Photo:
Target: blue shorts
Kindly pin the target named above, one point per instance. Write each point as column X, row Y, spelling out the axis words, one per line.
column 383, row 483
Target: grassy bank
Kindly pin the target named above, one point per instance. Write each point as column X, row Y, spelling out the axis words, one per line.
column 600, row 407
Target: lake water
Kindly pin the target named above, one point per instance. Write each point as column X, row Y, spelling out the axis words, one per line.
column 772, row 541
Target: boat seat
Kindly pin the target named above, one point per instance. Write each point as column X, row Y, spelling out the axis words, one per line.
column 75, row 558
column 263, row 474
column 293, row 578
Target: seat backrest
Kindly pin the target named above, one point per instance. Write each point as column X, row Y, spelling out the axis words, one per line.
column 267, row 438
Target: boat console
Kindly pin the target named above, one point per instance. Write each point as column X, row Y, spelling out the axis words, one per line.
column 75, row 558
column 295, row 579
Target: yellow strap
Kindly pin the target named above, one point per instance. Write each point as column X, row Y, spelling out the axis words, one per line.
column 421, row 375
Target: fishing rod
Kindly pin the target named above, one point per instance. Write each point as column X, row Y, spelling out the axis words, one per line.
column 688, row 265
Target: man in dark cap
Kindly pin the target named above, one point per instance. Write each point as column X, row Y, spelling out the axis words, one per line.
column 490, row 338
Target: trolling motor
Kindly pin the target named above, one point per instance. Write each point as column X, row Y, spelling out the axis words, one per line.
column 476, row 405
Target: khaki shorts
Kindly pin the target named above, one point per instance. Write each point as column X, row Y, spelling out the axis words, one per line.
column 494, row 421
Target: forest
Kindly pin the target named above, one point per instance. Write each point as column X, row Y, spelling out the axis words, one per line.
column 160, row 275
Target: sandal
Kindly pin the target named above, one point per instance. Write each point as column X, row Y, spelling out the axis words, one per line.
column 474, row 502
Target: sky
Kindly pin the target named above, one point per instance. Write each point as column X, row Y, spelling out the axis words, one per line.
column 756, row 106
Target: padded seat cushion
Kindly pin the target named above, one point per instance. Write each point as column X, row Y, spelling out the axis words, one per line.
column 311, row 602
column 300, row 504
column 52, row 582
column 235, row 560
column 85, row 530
===
▸ What to produce
What are the exact lines from the beginning of the material through the line containing "Target: boat seat"? Write out those lines alone.

▸ Exercise solution
Photo:
Target: blue shorts
Kindly pin the target named above, one point per instance. Write each point as column X, row Y, spelling out the axis words, one per line.
column 383, row 483
Target: grassy bank
Kindly pin the target named above, one point per instance. Write each point as column X, row Y, spelling out the axis words, one per line.
column 600, row 407
Target: lake water
Kindly pin the target named above, one point per instance. Write each point as column X, row Y, spelling out the axis words, one per line.
column 772, row 541
Target: boat seat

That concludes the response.